• Short task:
Every entry needs to be reproduced exactly.

• Listed records:
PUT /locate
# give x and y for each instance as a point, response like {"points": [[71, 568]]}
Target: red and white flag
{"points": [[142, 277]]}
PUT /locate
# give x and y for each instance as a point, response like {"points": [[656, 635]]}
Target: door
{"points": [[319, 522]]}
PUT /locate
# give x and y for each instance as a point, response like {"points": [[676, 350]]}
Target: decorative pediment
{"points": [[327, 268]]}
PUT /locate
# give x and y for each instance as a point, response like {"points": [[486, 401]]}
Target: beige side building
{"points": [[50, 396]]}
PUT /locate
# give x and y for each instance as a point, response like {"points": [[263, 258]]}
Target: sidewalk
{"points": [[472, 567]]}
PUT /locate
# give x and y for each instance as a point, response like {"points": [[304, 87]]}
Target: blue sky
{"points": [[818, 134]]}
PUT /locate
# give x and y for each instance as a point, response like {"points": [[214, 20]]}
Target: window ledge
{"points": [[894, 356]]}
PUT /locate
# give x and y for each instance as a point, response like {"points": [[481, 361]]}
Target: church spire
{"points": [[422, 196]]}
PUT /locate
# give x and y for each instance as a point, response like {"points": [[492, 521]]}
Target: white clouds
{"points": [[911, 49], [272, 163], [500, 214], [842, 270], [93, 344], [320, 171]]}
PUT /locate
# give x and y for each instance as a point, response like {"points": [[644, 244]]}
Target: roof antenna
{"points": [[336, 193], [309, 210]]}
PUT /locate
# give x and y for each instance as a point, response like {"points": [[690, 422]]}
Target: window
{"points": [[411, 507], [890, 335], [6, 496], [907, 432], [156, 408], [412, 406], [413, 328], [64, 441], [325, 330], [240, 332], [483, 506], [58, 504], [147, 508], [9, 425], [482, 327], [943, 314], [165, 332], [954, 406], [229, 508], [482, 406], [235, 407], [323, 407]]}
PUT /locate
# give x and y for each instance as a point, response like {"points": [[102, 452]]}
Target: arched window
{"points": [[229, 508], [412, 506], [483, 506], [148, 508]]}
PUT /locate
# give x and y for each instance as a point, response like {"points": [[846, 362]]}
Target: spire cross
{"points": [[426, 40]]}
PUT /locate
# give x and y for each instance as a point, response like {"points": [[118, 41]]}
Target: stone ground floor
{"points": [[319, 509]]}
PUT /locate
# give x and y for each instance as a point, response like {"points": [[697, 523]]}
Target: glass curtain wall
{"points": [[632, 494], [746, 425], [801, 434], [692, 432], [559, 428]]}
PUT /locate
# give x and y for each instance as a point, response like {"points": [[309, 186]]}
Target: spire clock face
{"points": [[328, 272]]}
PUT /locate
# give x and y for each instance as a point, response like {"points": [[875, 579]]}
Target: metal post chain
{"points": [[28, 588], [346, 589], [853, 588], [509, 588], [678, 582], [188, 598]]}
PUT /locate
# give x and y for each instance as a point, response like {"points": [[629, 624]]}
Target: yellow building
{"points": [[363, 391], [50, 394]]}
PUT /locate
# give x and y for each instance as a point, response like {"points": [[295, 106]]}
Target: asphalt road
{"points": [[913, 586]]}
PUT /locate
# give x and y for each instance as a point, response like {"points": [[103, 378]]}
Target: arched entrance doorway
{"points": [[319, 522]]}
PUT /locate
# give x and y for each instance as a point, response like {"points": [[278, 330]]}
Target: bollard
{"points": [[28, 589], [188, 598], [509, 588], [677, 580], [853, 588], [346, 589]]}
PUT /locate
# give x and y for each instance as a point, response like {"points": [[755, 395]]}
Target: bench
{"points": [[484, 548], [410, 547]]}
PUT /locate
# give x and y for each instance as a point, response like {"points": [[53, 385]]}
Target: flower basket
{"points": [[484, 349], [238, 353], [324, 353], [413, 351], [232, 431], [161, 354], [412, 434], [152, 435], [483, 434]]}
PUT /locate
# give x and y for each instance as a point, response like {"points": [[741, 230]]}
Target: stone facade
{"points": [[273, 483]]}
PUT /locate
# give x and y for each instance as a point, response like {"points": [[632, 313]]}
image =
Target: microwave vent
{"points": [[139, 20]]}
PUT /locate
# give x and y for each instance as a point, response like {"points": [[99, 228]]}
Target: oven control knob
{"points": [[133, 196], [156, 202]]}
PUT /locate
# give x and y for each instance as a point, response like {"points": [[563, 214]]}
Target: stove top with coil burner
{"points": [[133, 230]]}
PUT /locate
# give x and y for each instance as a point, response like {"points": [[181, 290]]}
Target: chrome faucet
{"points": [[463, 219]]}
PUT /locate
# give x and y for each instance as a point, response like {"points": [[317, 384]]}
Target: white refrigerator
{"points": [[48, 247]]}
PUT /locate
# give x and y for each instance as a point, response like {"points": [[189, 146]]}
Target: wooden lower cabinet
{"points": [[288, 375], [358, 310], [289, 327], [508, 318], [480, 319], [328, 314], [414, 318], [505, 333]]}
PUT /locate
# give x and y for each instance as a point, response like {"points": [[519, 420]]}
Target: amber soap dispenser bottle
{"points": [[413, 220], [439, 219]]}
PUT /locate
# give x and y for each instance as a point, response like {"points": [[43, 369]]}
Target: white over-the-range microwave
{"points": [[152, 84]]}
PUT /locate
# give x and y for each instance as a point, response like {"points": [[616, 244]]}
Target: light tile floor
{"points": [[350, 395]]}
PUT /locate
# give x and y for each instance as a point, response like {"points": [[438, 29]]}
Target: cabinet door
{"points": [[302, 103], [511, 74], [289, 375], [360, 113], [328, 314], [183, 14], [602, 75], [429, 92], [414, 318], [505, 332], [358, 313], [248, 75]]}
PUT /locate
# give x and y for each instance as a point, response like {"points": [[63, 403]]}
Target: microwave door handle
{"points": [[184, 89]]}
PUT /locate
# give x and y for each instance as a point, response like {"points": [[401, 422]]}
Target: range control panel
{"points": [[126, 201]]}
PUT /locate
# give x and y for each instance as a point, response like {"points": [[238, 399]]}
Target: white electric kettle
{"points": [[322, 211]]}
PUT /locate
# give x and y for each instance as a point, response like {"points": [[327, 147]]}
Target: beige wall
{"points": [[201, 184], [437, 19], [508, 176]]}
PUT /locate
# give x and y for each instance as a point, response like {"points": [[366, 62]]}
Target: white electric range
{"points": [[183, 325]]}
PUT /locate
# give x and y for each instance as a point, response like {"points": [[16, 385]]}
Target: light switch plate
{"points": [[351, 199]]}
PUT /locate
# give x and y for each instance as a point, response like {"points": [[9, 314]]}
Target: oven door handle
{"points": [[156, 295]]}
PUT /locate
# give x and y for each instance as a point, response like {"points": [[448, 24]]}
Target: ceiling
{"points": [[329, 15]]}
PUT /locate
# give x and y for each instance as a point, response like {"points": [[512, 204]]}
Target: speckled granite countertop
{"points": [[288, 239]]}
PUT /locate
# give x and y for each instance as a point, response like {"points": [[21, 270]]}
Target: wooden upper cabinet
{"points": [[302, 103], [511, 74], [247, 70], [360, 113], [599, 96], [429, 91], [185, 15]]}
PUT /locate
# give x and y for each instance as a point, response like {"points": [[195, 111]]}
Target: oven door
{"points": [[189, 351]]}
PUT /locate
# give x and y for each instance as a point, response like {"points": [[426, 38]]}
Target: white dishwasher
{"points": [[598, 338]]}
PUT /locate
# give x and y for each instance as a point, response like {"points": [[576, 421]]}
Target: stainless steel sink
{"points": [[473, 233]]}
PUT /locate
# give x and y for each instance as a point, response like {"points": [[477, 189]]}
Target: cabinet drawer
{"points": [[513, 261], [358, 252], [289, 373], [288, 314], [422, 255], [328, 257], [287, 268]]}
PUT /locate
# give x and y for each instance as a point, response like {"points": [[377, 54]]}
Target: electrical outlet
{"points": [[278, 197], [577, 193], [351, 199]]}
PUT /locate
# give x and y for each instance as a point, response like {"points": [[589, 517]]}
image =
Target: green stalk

• Answer to this exercise:
PUT /locate
# give x and y for each instance as a point, response like {"points": [[71, 568]]}
Target: red and white flag
{"points": [[142, 277]]}
PUT /locate
# give x and y for each instance as a point, response like {"points": [[656, 635]]}
Target: door
{"points": [[319, 522]]}
PUT /locate
# give x and y for each instance as a point, response like {"points": [[676, 350]]}
Target: decorative pediment
{"points": [[327, 268]]}
PUT /locate
# give x and y for each instance as a point, response like {"points": [[486, 401]]}
Target: beige side building
{"points": [[50, 396]]}
PUT /locate
# give x and y for each instance as a point, response like {"points": [[263, 258]]}
Target: sidewalk
{"points": [[472, 567]]}
PUT /locate
# give x and y for each instance as a point, response like {"points": [[304, 87]]}
Target: blue sky
{"points": [[818, 134]]}
PUT /locate
# give x and y for each instance as a point, response like {"points": [[214, 20]]}
Target: window ledge
{"points": [[894, 356]]}
PUT /locate
# give x and y for each instance as a point, response like {"points": [[481, 361]]}
Target: church spire
{"points": [[422, 196]]}
PUT /locate
# give x and y for each instance as a point, response like {"points": [[492, 521]]}
Target: white clouds
{"points": [[911, 49], [272, 163], [500, 214], [842, 270], [93, 344], [320, 171]]}
PUT /locate
# give x and y for each instance as a point, response like {"points": [[644, 244]]}
Target: roof antenna
{"points": [[336, 193], [309, 210]]}
PUT /locate
# give x and y for each instance as a point, response like {"points": [[690, 422]]}
Target: window
{"points": [[411, 507], [890, 335], [6, 496], [907, 432], [156, 408], [412, 406], [413, 328], [64, 441], [325, 330], [240, 332], [483, 506], [58, 504], [147, 508], [9, 425], [482, 327], [943, 314], [165, 332], [954, 406], [229, 508], [482, 406], [235, 407], [323, 407]]}
PUT /locate
# give x and y for each instance as a point, response like {"points": [[102, 452]]}
Target: arched window
{"points": [[229, 508], [412, 506], [483, 506], [148, 508]]}
PUT /locate
# give x and y for each instance as a point, response like {"points": [[846, 362]]}
Target: spire cross
{"points": [[426, 40]]}
PUT /locate
# give x and y for each instance as a point, response like {"points": [[118, 41]]}
Target: stone ground floor
{"points": [[319, 509]]}
PUT /locate
# give x and y for each instance as a point, response like {"points": [[697, 523]]}
Target: glass curtain wall
{"points": [[632, 494], [746, 425], [801, 434], [692, 432], [559, 428]]}
PUT /locate
# give x and y for each instance as a point, response like {"points": [[309, 186]]}
Target: spire clock face
{"points": [[328, 272]]}
PUT /locate
# give x and y for each instance as a point, response like {"points": [[875, 579]]}
Target: metal post chain
{"points": [[28, 588], [346, 589], [853, 588], [509, 588], [678, 582], [188, 598]]}
PUT /locate
# give x and y for each instance as a point, response like {"points": [[629, 624]]}
Target: yellow building
{"points": [[363, 391], [50, 394]]}
PUT /locate
# give x and y for each instance as a point, response like {"points": [[295, 106]]}
Target: asphalt road
{"points": [[913, 586]]}
PUT /locate
# give x and y for each instance as a point, response like {"points": [[103, 378]]}
Target: arched entrance doorway
{"points": [[319, 522]]}
PUT /locate
# give x and y for each instance as a point, response like {"points": [[278, 330]]}
Target: bollard
{"points": [[28, 589], [188, 598], [509, 588], [677, 580], [853, 588], [346, 589]]}
PUT /locate
# give x and y for each instance as a point, response like {"points": [[755, 395]]}
Target: bench
{"points": [[484, 548], [410, 547]]}
PUT /locate
# give x and y for each instance as a point, response like {"points": [[53, 385]]}
Target: flower basket
{"points": [[484, 349], [238, 353], [324, 353], [413, 351], [232, 431], [161, 354], [412, 434], [152, 435], [483, 434]]}
PUT /locate
# give x and y for each instance as a point, response like {"points": [[741, 230]]}
Target: stone facade
{"points": [[273, 483]]}
PUT /locate
# give x and y for each instance as a point, response like {"points": [[632, 313]]}
image =
Target: microwave vent
{"points": [[139, 20]]}
PUT /locate
# give x and y for each instance as a point, response like {"points": [[99, 228]]}
Target: oven control knob
{"points": [[133, 196], [156, 202]]}
PUT /locate
# give x and y for each instance as a point, response like {"points": [[563, 214]]}
Target: stove top with coil burner
{"points": [[133, 230]]}
PUT /locate
# give x and y for each instance as a point, response like {"points": [[181, 290]]}
Target: chrome faucet
{"points": [[463, 219]]}
PUT /locate
# give x and y for each instance as a point, response like {"points": [[317, 384]]}
Target: white refrigerator
{"points": [[48, 247]]}
PUT /locate
# give x and y for each instance as a point, response like {"points": [[189, 146]]}
Target: wooden lower cabinet
{"points": [[288, 375], [358, 310], [289, 327], [508, 318], [480, 319], [328, 314], [414, 318], [505, 333]]}
PUT /locate
# give x and y for each instance as a point, response like {"points": [[519, 420]]}
Target: amber soap dispenser bottle
{"points": [[413, 220], [439, 219]]}
PUT /locate
# give x and y for each instance as a point, response like {"points": [[43, 369]]}
Target: white over-the-range microwave
{"points": [[152, 84]]}
PUT /locate
# give x and y for each instance as a point, response like {"points": [[616, 244]]}
Target: light tile floor
{"points": [[350, 395]]}
PUT /locate
# give x and y for each instance as a point, response like {"points": [[438, 29]]}
Target: cabinet door
{"points": [[302, 103], [511, 74], [289, 375], [360, 113], [328, 314], [183, 14], [602, 75], [429, 92], [414, 318], [505, 332], [358, 313], [248, 75]]}
PUT /locate
# give x and y for each instance as a point, response like {"points": [[63, 403]]}
Target: microwave door handle
{"points": [[184, 89]]}
PUT /locate
# give x and y for each instance as a point, response like {"points": [[401, 422]]}
Target: range control panel
{"points": [[126, 201]]}
PUT /locate
# give x and y for each instance as a point, response like {"points": [[238, 399]]}
Target: white electric kettle
{"points": [[322, 211]]}
PUT /locate
# give x and y for each instance as a point, response like {"points": [[327, 147]]}
Target: beige wall
{"points": [[201, 184], [437, 19], [508, 176]]}
PUT /locate
# give x and y for each instance as a point, response like {"points": [[366, 62]]}
Target: white electric range
{"points": [[183, 325]]}
PUT /locate
# give x and y for each instance as a point, response like {"points": [[16, 385]]}
Target: light switch plate
{"points": [[351, 199]]}
PUT /locate
# give x and y for each instance as a point, response like {"points": [[9, 314]]}
Target: oven door handle
{"points": [[156, 295]]}
PUT /locate
# give x and y for each instance as a point, response like {"points": [[448, 24]]}
Target: ceiling
{"points": [[329, 15]]}
PUT /locate
# give x and y for each instance as a point, response like {"points": [[512, 204]]}
Target: speckled granite countertop
{"points": [[288, 239]]}
PUT /locate
# give x and y for each instance as a point, response like {"points": [[21, 270]]}
Target: wooden upper cabinet
{"points": [[302, 103], [511, 74], [247, 70], [360, 113], [599, 96], [429, 91], [185, 15]]}
PUT /locate
# give x and y for each instance as a point, response like {"points": [[195, 111]]}
Target: oven door
{"points": [[189, 351]]}
PUT /locate
# give x and y for each instance as a point, response like {"points": [[426, 38]]}
Target: white dishwasher
{"points": [[598, 338]]}
PUT /locate
# give x and y for each instance as a point, response like {"points": [[576, 421]]}
Target: stainless steel sink
{"points": [[473, 233]]}
PUT /locate
# give x and y for each instance as a point, response like {"points": [[477, 189]]}
Target: cabinet drawer
{"points": [[513, 261], [358, 252], [289, 373], [288, 314], [422, 255], [328, 257], [287, 268]]}
PUT /locate
# give x and y for each instance as a point, response like {"points": [[377, 54]]}
Target: electrical outlet
{"points": [[278, 197], [577, 193], [351, 199]]}
PUT /locate
# give x and y for each instance as a point, response like {"points": [[589, 517]]}
image =
Target: green stalk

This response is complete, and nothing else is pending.